> [Exercise requirements]
Your answer must be a single number: the count of lines in the entries below that hold "table".
------ Source records
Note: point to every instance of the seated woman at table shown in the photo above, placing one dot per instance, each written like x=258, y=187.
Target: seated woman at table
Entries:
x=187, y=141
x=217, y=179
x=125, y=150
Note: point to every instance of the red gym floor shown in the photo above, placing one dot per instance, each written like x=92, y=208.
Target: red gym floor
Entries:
------------
------ Source records
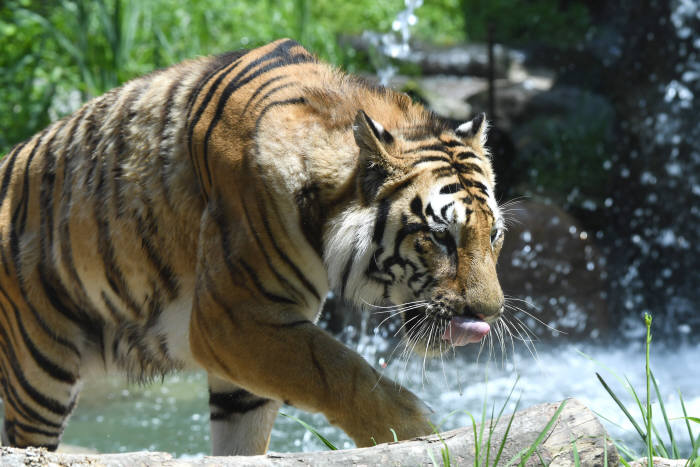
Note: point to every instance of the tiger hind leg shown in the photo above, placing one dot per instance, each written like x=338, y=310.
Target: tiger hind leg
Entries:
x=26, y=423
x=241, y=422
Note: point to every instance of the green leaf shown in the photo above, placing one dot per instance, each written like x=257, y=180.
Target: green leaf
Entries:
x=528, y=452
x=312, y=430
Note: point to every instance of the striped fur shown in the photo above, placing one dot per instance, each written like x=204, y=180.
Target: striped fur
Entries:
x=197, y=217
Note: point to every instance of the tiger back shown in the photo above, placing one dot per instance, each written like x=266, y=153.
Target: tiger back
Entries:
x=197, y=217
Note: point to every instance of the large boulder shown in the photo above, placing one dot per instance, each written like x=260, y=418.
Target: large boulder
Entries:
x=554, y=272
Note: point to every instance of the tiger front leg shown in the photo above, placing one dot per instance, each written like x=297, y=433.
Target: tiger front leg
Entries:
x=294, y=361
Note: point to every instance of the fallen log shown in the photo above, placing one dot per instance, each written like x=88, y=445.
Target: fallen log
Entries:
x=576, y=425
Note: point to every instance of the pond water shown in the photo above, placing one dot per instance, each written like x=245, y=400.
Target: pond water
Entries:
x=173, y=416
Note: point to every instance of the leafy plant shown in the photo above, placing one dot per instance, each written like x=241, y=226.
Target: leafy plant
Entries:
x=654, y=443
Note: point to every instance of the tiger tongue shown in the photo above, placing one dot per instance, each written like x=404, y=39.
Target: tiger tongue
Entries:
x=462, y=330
------------
> [Answer to this task]
2